:: DATA PROVIDED ::
====

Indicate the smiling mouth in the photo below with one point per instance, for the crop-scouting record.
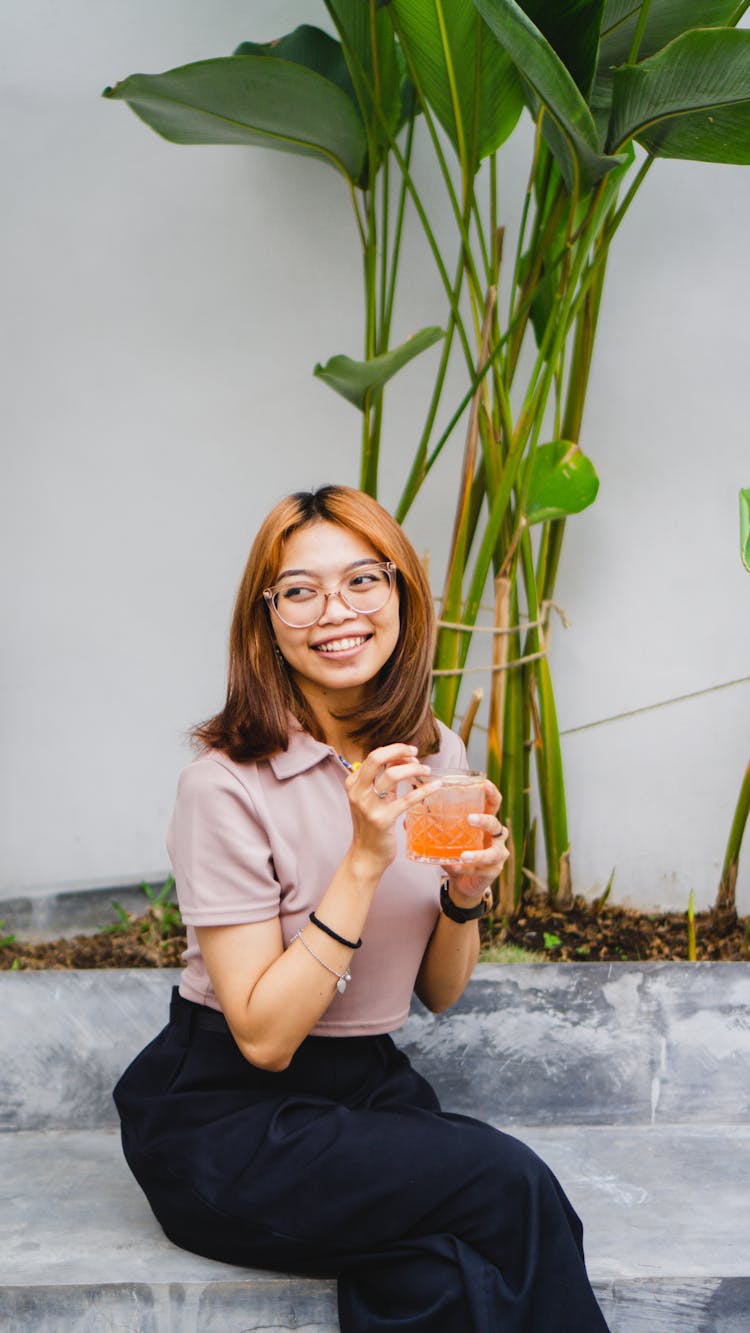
(341, 645)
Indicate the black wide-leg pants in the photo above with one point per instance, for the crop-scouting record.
(345, 1165)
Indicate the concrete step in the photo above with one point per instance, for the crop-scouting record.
(79, 1247)
(536, 1044)
(632, 1081)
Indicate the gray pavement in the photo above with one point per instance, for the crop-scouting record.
(632, 1081)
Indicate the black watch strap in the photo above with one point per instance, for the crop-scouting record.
(462, 915)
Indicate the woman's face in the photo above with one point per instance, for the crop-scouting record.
(344, 648)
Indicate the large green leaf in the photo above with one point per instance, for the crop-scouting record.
(745, 527)
(690, 100)
(666, 20)
(371, 71)
(572, 28)
(309, 47)
(450, 49)
(361, 381)
(251, 100)
(564, 481)
(568, 124)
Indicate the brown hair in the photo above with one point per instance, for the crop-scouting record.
(261, 693)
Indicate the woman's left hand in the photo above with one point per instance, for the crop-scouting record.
(476, 871)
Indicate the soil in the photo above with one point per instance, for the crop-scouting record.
(581, 933)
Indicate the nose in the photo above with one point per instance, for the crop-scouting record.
(337, 611)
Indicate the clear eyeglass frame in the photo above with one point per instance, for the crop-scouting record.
(273, 592)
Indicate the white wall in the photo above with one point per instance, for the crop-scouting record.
(163, 311)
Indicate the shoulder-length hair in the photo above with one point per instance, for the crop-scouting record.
(261, 691)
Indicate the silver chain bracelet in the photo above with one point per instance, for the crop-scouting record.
(344, 977)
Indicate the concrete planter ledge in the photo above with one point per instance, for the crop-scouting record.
(632, 1080)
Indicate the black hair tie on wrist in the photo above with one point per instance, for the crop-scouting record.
(340, 939)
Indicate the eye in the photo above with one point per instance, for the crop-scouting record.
(367, 579)
(297, 592)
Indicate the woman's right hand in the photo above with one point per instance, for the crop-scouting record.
(376, 803)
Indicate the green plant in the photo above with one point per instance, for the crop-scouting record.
(5, 939)
(610, 85)
(692, 928)
(157, 923)
(726, 895)
(510, 953)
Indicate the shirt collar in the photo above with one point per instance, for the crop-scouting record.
(303, 752)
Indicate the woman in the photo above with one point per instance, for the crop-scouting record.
(273, 1123)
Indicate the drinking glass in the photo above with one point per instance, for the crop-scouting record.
(438, 829)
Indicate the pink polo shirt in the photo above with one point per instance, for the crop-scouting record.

====

:: WHAT TO DO ::
What is needed is a word-for-word copy of the data above, free of any images.

:: RESPONSE BOX ::
Indicate the smiling mouth in the photo below with one point per instance, for the crop-scouting record.
(341, 645)
Indicate the black wide-leg pants in the photo above with one point per instance, for the crop-scouting record.
(345, 1165)
Indicate the concrete step in the photo above with one point per instance, for the crop-scouting record.
(79, 1247)
(536, 1044)
(632, 1081)
Indicate the gray pavement in the photo above with one point per instance, for the crop-scouting record.
(632, 1081)
Indicate the black watch strap in the photo above with one point per instance, for the crop-scouting record.
(462, 915)
Indicate the woman's face in the photo above with one point per instance, for the crop-scouting record.
(344, 648)
Indicate the large green leaf in the photo above with one point per instance, for the crop-scouting record.
(745, 527)
(690, 100)
(666, 20)
(371, 71)
(572, 28)
(309, 47)
(450, 49)
(361, 381)
(251, 100)
(564, 481)
(568, 124)
Indicate the brown hair in the photo above with one point per instance, for the crop-scouting record.
(261, 693)
Indicate the woman's left hand in the photo above with one point per instance, for the crop-scouting record.
(476, 871)
Indicate the soil in the photo above with one point per instance, for the crop-scouting record.
(581, 933)
Indicate the nose in the photo above with one point per instance, for the crop-scouting record.
(337, 611)
Indicate the clear eyeglass frame in the photo above with one point per instance, for the crop-scouting record.
(273, 592)
Indicate the white wall in the photo above with one point per instance, for the crop-scouting record.
(163, 311)
Indicate the shoulder-length hair in the photo above with one point per instance, for the crop-scouting record.
(261, 691)
Indicate the silver chain bracelet in the photo above with one point per instance, for the crop-scouting record.
(344, 977)
Indicate the concrete planter ledge in the photo above with one point per instance, for the crop-scouting record.
(632, 1080)
Indicate the black hair tie on wrist in the photo above with one point per instance, for the crop-scouting record.
(340, 939)
Indicate the eye in the photo above with one point per instance, for the crop-scouting record.
(367, 579)
(297, 592)
Indicate the woman's right hand in the photo above with one point per instance, for the crop-scouting record.
(376, 803)
Indicate the green plant in the photo above with one point per instance, for the crop-scouting record.
(5, 939)
(610, 85)
(692, 928)
(157, 923)
(726, 895)
(510, 953)
Indicate the shirt collar in the photo above with one point per instance, for the crop-scouting record.
(303, 752)
Indicate the woman in the photo above with one point per instance, for the crop-scouting record.
(273, 1123)
Indicate the drinking glass in the photo above with one point per instance, for the crop-scouting record.
(438, 829)
Indicate the pink polo shirt in the photo above with one point per instance, for the crop-scouting record.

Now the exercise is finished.